Given text -
╭──

Trump’s health chief warns hospital execs about health care costs: ‘Change is coming’

President Trump’s new health secretary issued a warning Monday to a room of hospital executives about soaring health care costs: change is coming, whether you like it or not.

Speaking at the Federation of American Hospitals convention in D.C., Health and Human Services (HHS) Secretary Alex Azar laid out a series of actions the administration will take that are aimed at lowering health care costs, and warned that it wouldn’t be deterred by powerful special interests.

Today is an opportunity to let everyone know that we take these shifts seriously, and they’re going to happen — one way or another,” Azar said. “The administration and this president are not interested in incremental steps. We are unafraid of disrupting existing arrangements simply because they’re backed by powerful special interests.”

The admistration will make it easier for patients to access their health records, encourage health providers to be more transparent about costs of procedures and services and remove regulations that “impede” innovation. HHS will also “experiment” with payment models in Medicare and Medicaid to “drive value and quality,” he said.

╰──

What to do -
**1.** Answer these questions from the article on health care costs:
(a) At what event was Alex Azar speaking?
(b) What kind of steps did Azar say the administration and the president are not interested in?
(c) In which programs will HHS experiment with payment models?
**2.** Reproduce the article on health care costs from "President Trump’s new" down to "deterred by powerful special interests.", leaving every word as it stands.

Data supplied -
╭──

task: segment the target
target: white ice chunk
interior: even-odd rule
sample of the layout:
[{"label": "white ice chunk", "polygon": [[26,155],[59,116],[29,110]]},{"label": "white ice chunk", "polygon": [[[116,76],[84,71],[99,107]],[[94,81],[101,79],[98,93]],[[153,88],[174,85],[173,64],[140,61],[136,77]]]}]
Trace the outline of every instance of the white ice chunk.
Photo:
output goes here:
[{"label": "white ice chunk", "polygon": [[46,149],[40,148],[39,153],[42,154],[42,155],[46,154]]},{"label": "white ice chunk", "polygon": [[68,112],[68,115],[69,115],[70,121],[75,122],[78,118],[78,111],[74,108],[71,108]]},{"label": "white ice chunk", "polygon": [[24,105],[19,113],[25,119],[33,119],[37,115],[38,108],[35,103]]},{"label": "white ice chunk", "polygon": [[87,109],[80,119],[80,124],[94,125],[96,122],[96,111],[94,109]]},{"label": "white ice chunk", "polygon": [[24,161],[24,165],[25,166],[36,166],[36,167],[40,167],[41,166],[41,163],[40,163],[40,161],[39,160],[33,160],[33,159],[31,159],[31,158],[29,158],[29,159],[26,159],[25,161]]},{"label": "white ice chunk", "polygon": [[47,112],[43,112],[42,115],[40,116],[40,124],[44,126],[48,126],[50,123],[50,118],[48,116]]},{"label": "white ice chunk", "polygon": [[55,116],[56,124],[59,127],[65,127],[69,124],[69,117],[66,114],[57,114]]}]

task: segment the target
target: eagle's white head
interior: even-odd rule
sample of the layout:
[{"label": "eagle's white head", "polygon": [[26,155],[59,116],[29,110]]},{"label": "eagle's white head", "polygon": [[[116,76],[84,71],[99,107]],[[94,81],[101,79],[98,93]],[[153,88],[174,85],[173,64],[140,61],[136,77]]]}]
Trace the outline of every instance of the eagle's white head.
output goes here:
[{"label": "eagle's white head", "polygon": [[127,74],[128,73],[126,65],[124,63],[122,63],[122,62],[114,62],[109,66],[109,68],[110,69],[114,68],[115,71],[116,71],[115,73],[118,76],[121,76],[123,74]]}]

╰──

Solutions to the exercise -
**1.**
(a) The Federation of American Hospitals convention in D.C.
(b) Incremental steps.
(c) Medicare and Medicaid.

**2.**
President Trump’s new health secretary issued a warning Monday to a room of hospital executives about soaring health care costs: change is coming, whether you like it or not.

Speaking at the Federation of American Hospitals convention in D.C., Health and Human Services (HHS) Secretary Alex Azar laid out a series of actions the administration will take that are aimed at lowering health care costs, and warned that it wouldn’t be deterred by powerful special interests.